AIM OF THE EXERCISE →
I'd like the data below restated word for word, with the pictures left out.

EXERCISE MATERIAL →
= Beginning of Section =
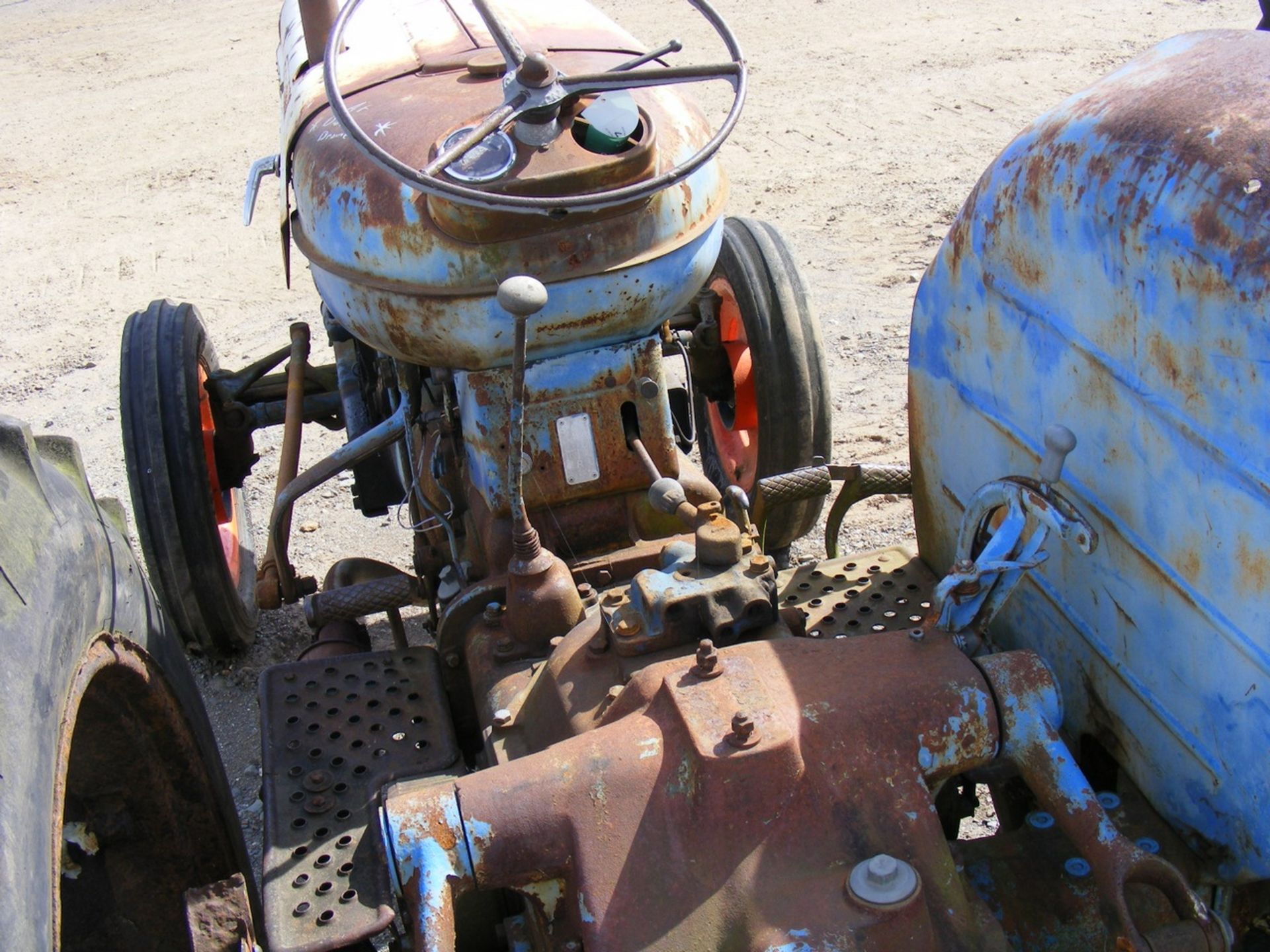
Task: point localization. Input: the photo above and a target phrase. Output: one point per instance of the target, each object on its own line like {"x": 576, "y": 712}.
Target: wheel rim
{"x": 225, "y": 508}
{"x": 130, "y": 771}
{"x": 734, "y": 424}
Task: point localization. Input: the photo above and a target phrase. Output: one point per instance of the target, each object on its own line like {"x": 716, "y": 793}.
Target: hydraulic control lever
{"x": 1003, "y": 530}
{"x": 859, "y": 481}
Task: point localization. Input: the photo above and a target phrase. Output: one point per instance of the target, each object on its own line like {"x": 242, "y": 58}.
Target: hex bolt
{"x": 1060, "y": 442}
{"x": 628, "y": 626}
{"x": 743, "y": 734}
{"x": 883, "y": 880}
{"x": 1078, "y": 867}
{"x": 708, "y": 660}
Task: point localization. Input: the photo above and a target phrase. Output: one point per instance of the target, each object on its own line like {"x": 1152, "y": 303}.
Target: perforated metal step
{"x": 873, "y": 592}
{"x": 333, "y": 733}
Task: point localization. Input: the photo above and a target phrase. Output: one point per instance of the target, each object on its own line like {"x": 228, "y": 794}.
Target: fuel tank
{"x": 1109, "y": 272}
{"x": 414, "y": 276}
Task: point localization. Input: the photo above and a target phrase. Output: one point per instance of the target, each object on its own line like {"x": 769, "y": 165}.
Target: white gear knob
{"x": 523, "y": 296}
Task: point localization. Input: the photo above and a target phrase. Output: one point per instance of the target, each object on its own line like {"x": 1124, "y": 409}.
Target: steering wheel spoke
{"x": 511, "y": 48}
{"x": 585, "y": 83}
{"x": 492, "y": 122}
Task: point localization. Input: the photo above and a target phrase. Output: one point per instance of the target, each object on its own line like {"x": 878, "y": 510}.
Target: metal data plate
{"x": 578, "y": 450}
{"x": 872, "y": 592}
{"x": 333, "y": 733}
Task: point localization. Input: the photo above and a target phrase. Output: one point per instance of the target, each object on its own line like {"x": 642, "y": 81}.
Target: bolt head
{"x": 882, "y": 870}
{"x": 883, "y": 881}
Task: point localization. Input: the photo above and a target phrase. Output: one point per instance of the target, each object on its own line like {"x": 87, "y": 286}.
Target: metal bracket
{"x": 270, "y": 165}
{"x": 1016, "y": 514}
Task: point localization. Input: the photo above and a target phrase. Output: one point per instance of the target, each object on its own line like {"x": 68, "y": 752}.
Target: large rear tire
{"x": 194, "y": 534}
{"x": 114, "y": 797}
{"x": 780, "y": 415}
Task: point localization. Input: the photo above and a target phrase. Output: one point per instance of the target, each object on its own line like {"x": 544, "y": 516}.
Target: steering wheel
{"x": 534, "y": 85}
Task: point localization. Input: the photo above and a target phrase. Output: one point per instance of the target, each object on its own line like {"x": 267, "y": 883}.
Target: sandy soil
{"x": 130, "y": 126}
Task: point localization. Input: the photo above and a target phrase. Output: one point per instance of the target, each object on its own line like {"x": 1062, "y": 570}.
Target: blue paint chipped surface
{"x": 1108, "y": 276}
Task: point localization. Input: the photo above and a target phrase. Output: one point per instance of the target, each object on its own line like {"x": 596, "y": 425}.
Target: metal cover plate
{"x": 333, "y": 733}
{"x": 859, "y": 594}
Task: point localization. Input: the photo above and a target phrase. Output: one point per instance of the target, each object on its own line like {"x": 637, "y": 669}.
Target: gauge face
{"x": 486, "y": 161}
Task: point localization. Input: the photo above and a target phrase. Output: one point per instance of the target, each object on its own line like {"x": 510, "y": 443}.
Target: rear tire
{"x": 196, "y": 536}
{"x": 780, "y": 416}
{"x": 105, "y": 729}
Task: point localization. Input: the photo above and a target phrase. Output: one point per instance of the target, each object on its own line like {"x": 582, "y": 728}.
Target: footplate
{"x": 873, "y": 592}
{"x": 334, "y": 731}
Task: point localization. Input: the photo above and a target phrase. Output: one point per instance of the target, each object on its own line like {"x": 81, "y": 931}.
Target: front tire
{"x": 194, "y": 534}
{"x": 780, "y": 416}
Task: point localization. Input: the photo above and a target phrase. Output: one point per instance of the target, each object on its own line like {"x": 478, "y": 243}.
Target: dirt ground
= End of Section =
WRITTEN ANSWER →
Task: point localization. Input: the photo above and a target phrase. Output: one point per instance of the target, each object on its own line like {"x": 576, "y": 712}.
Target: wheel rim
{"x": 225, "y": 508}
{"x": 130, "y": 771}
{"x": 734, "y": 424}
Task: point localization. Input: the photo above and a target phrase. Output: one point per instance of the target, each object on its own line like {"x": 716, "y": 793}.
Target: hydraulic control lever
{"x": 1003, "y": 530}
{"x": 859, "y": 481}
Task: point localization. Input: the photo above and a target phrase. Output: one point per instance of the target, each object on its own line like {"x": 242, "y": 58}.
Target: hex bolt
{"x": 1060, "y": 442}
{"x": 628, "y": 626}
{"x": 743, "y": 734}
{"x": 883, "y": 880}
{"x": 1078, "y": 867}
{"x": 708, "y": 660}
Task: point localization. Input: the photo above and a target phrase. Output: one point per instance of the target, each object on its own line like {"x": 1152, "y": 303}.
Target: perforated metal step
{"x": 873, "y": 592}
{"x": 333, "y": 733}
Task: point localization. Input: the photo above and a target phrase. Output: one point per instance of the target, each object on its own line like {"x": 228, "y": 794}.
Target: fuel tank
{"x": 1109, "y": 272}
{"x": 414, "y": 276}
Task: point localization. Input: the photo above and a target phrase. Output: one point per instance of the target, each object on its own line like {"x": 769, "y": 165}.
Target: white gear knob
{"x": 523, "y": 296}
Task: point localization. Input: the photo above and a target phrase. Output: one point per instance of the target, each object on its own line like {"x": 1124, "y": 409}.
Target: steering wheel spoke
{"x": 511, "y": 48}
{"x": 585, "y": 83}
{"x": 492, "y": 122}
Task: point localization. Input: the photo above and a target phrase. Output: one point per instance of the target, each object on its own line like {"x": 878, "y": 510}.
Target: metal data plate
{"x": 578, "y": 450}
{"x": 872, "y": 592}
{"x": 333, "y": 733}
Task: point localization. Input: the photo above and a target phrase. Output: one point per instance of the target, each object on its own line like {"x": 642, "y": 81}.
Target: bolt head
{"x": 882, "y": 870}
{"x": 883, "y": 881}
Task: point localization. Input: the photo above and a target phrase. Output: one point per instance of the target, each object on its own line like {"x": 87, "y": 286}.
Target: metal bracket
{"x": 270, "y": 165}
{"x": 1016, "y": 514}
Task: point localization. Input: the photo above and a target phrase. Output: one point per instance of the target, each object on its own line like {"x": 68, "y": 752}.
Target: large rear tire
{"x": 194, "y": 534}
{"x": 114, "y": 797}
{"x": 780, "y": 415}
Task: point localization. Input: the photo above and a target phrase. Output: one point per instance of the target, each object on its own line like {"x": 544, "y": 516}.
Target: steering wheel
{"x": 534, "y": 85}
Task: point localization. Input: the photo above and a target phrase. Output: one point per instance of the target, each object on its own line like {"x": 267, "y": 883}.
Target: sandy soil
{"x": 130, "y": 126}
Task: point localization. Input: the photo above and a target phrase. Output: one point per instance of the target, each object on its own line like {"x": 1062, "y": 570}.
Target: blue paint chipped surface
{"x": 1108, "y": 276}
Task: point localization. Input: the photo above and a target phrase. Output: one point per instance of the target, each object on its own line like {"x": 596, "y": 425}.
Target: metal cover plate
{"x": 333, "y": 733}
{"x": 859, "y": 594}
Task: point localization. Input: the photo above and a target phrase. Output: one point per instance of the target, each object on its own line like {"x": 637, "y": 669}.
Target: gauge face
{"x": 486, "y": 161}
Task: point localization. Input: the photo above and a target phrase. Output: one point per instance of the target, each object on its own line like {"x": 510, "y": 443}.
Target: rear tire
{"x": 196, "y": 536}
{"x": 780, "y": 416}
{"x": 105, "y": 729}
Task: point localization. Input: the photo above and a target phrase. Output: one point per instance of the target, each object on its own line like {"x": 582, "y": 728}.
Target: footplate
{"x": 873, "y": 592}
{"x": 334, "y": 731}
Task: point localization. Input: the photo above and a target phrase. Output: one point per instance of the target, each object on its own line like {"x": 81, "y": 931}.
Target: front tire
{"x": 194, "y": 534}
{"x": 780, "y": 416}
Task: point localization. Input: the photo above and a target phrase. Output: one point per instance of the target, each object on its own line like {"x": 478, "y": 243}.
Target: dirt ground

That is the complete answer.